#### Textauszug
Am 1. März 2018 kündigte der damalige russische Präsident Wladimir Putin in einer Rede vor der Bundesversammlung die Entwicklung einer Reihe technologisch neuer Raketensysteme als Reaktion auf den Ausstieg der USA aus dem ABM-Vertrag an. Seine Aussagen wurden von einem anonymen US-Beamten unter der Trump-Administration als weitgehend prahlerische Unwahrheiten bezeichnet. Im Jahr 2018 behauptete er, diese Entscheidung habe ihn dazu veranlasst, eine Aufstockung der russischen Nuklearkapazitäten anzuordnen, um ein Gegengewicht zu den US-amerikanischen zu schaffen.

Vertragsinhalt

Übersicht

  • Verboten sind:
    • der Aufbau eines landesweiten ABM-Netzes (Art. 1)
########
▶ [Aufgabe 1]: Vor welchem Gremium hielt Wladimir Putin laut dem Textauszug über den ABM-Vertrag am 1. März 2018 seine Rede?
▶ [Aufgabe 2]: Kopiere aus dem Textauszug über den ABM-Vertrag wortgetreu alles von „Am 1. März 2018“ bis hinunter zu „US-amerikanischen zu schaffen.“.
▶ [Aufgabe 3]: Nimm den Textauszug über den ABM-Vertrag dort auf, wo er aufhört, und führe ihn weiter.
#### Ausgangsmaterial
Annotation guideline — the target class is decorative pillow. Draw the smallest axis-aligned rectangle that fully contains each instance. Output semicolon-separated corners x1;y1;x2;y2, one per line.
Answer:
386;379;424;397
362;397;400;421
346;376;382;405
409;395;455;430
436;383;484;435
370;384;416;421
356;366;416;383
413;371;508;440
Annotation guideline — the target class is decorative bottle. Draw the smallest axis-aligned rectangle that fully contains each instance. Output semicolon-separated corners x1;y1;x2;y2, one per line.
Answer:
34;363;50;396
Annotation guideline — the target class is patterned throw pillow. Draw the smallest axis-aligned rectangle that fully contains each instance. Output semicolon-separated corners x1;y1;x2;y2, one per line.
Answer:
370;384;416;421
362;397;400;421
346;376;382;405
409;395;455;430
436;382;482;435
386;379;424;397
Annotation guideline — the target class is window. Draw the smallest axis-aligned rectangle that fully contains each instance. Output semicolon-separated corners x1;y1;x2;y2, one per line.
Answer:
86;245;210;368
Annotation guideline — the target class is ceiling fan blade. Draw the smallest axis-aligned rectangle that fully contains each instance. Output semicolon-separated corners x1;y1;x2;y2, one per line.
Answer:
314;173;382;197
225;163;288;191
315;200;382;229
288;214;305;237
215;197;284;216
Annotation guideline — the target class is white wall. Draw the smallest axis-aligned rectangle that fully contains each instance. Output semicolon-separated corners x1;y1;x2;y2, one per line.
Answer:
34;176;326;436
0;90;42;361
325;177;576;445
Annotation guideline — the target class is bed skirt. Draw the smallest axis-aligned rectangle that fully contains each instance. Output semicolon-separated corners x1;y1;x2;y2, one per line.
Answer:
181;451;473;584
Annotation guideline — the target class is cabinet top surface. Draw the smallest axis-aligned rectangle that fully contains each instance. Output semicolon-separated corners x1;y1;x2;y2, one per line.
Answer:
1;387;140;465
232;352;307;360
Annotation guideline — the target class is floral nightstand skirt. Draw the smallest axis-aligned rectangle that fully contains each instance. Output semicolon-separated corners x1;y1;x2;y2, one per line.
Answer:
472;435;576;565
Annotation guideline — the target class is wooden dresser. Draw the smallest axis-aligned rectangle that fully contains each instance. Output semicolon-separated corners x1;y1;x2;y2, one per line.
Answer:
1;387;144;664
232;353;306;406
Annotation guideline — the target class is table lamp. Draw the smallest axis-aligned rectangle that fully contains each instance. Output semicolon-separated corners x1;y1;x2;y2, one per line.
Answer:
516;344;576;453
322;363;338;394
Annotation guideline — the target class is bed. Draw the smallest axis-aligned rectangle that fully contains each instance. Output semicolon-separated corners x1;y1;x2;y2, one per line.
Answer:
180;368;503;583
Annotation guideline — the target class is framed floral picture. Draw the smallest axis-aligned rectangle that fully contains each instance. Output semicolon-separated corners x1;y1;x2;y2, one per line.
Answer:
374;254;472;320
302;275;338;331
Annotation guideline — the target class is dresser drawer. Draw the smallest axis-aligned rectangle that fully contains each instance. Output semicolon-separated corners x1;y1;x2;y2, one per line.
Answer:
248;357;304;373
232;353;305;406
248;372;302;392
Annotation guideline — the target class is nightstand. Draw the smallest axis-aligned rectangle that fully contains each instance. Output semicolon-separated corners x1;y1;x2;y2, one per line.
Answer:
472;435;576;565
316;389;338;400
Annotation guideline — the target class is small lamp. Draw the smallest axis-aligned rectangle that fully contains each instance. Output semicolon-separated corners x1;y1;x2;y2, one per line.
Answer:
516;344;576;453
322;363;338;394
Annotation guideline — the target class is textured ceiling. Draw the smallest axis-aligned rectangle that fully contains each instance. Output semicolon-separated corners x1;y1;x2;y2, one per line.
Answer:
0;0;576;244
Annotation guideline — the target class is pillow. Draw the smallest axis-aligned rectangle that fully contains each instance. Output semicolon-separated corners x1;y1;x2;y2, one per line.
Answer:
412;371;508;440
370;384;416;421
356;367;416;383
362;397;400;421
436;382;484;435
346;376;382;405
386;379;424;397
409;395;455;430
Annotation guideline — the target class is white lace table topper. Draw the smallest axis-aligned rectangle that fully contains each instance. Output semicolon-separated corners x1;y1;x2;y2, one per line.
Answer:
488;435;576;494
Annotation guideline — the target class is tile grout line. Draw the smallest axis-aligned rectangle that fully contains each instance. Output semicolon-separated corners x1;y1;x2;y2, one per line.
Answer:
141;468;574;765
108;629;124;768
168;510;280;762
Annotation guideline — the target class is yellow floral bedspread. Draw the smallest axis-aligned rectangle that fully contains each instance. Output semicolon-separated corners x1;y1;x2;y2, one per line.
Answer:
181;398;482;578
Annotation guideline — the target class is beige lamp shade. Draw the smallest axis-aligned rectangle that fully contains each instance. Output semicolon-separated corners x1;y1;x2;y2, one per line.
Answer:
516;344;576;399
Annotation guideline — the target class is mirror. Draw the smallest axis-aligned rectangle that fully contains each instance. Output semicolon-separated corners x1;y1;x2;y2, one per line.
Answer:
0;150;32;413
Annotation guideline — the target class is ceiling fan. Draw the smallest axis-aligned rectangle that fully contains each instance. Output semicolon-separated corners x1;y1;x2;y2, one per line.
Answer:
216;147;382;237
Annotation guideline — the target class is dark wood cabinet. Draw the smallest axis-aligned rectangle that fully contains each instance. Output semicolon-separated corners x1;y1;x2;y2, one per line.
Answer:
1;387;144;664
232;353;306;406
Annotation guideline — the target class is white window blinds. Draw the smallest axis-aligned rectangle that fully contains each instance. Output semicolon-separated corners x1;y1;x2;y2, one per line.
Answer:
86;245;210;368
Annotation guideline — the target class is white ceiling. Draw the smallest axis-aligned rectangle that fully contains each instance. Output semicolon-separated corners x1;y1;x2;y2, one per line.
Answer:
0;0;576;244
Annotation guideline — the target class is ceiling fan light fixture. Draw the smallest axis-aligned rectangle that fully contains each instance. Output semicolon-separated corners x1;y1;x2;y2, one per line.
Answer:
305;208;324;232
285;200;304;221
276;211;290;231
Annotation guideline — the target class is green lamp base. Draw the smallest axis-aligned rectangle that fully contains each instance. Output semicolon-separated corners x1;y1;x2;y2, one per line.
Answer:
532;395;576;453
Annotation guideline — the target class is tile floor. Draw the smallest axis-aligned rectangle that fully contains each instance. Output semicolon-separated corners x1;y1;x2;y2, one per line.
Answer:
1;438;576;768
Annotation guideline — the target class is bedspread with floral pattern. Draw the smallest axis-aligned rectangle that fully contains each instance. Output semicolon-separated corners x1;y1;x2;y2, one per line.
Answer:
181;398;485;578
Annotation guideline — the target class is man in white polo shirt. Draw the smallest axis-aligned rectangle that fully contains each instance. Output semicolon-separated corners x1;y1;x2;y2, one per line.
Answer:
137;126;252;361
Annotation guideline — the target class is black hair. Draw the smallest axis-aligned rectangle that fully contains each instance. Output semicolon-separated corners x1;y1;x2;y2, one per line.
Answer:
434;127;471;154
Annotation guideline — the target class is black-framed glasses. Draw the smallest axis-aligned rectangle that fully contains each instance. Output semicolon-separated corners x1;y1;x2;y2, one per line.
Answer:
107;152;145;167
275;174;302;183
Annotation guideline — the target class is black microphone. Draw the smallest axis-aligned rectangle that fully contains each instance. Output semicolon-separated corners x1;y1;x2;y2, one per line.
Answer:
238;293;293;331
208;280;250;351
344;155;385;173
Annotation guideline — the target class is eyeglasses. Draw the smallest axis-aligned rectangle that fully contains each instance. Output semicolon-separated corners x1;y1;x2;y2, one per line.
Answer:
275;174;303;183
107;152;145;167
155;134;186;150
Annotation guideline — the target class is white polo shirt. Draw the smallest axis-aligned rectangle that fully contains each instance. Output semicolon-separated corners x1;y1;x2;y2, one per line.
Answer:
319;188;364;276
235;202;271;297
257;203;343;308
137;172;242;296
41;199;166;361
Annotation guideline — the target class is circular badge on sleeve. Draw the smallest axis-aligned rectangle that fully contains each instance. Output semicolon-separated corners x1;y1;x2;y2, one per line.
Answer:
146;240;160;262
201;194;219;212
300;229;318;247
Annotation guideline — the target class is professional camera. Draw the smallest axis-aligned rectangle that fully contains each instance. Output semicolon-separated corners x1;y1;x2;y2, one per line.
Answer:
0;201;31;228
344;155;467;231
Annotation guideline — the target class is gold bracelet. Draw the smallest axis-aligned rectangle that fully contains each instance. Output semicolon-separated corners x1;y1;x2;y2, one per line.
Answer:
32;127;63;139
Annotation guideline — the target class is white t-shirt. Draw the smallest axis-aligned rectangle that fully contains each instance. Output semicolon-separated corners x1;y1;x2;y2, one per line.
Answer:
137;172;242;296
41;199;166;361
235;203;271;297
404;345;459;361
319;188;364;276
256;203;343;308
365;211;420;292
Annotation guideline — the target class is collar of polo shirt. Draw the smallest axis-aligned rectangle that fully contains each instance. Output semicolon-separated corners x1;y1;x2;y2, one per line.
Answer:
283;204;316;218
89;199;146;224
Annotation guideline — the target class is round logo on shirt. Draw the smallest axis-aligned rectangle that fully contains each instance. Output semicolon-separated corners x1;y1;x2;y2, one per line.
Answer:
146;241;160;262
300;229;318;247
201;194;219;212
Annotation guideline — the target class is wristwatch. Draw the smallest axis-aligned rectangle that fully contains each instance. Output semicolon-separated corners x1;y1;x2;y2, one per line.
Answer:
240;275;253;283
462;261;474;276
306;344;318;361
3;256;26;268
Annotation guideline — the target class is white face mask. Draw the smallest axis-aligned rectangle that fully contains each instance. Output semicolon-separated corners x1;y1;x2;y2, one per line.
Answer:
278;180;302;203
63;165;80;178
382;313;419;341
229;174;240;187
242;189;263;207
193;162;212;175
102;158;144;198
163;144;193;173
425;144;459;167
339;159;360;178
########
▶ [Ergebnis 1]: Vor der Bundesversammlung.

▶ [Ergebnis 2]:
Am 1. März 2018 kündigte der damalige russische Präsident Wladimir Putin in einer Rede vor der Bundesversammlung die Entwicklung einer Reihe technologisch neuer Raketensysteme als Reaktion auf den Ausstieg der USA aus dem ABM-Vertrag an. Seine Aussagen wurden von einem anonymen US-Beamten unter der Trump-Administration als weitgehend prahlerische Unwahrheiten bezeichnet. Im Jahr 2018 behauptete er, diese Entscheidung habe ihn dazu veranlasst, eine Aufstockung der russischen Nuklearkapazitäten anzuordnen, um ein Gegengewicht zu den US-amerikanischen zu schaffen.

▶ [Ergebnis 3]:
    • die Entwicklung, Erprobung und Aufstellung weiterer see-, luft- oder weltraumgestützter und landbeweglicher ABM-Systeme (Art. 5,1)
    • die Aufstellung von Frühwarn-Radars (Art. 6,b)
    • die Weitergabe von ABM-Technik an andere Staaten (Art. 9)
  • Zugelassen sind:
    • anfangs zwei ABM-Stellungen – später reduziert auf eine – mit 100 Abschussvorrichtungen
    • die dazugehörigen Radaranlagen
    • die Stellung darf entweder zum Schutz einer ICBM-Anlage oder der Hauptstadt eingesetzt werden (in einem Radius von 150 Kilometern) (Art. 3)
    • die Modernisierung und der Ersatz der eingesetzten Anlagen (Art. 7)
  • Vertragsmodalitäten
    • Der Vertrag ist von unbegrenzter Dauer, kann aber mit sechsmonatiger Frist gekündigt werden, wenn ein Vertragspartner seine Interessenlage fundamental gewandelt sieht (Art. 15,1)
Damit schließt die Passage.